__WORK TO DO__
Rewrite the items below with "Query" changed to "Label" wherever it appears, leaving everything else untouched.

Pointing dataset records

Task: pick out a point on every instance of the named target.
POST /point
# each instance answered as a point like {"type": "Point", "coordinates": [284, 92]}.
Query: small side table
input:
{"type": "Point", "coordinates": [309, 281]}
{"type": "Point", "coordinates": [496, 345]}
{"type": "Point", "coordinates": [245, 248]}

__EXPECTED OUTPUT__
Task: pick out a point on every instance of the named target.
POST /point
# each instance answered as a point like {"type": "Point", "coordinates": [284, 92]}.
Label: small side table
input:
{"type": "Point", "coordinates": [309, 281]}
{"type": "Point", "coordinates": [496, 345]}
{"type": "Point", "coordinates": [245, 248]}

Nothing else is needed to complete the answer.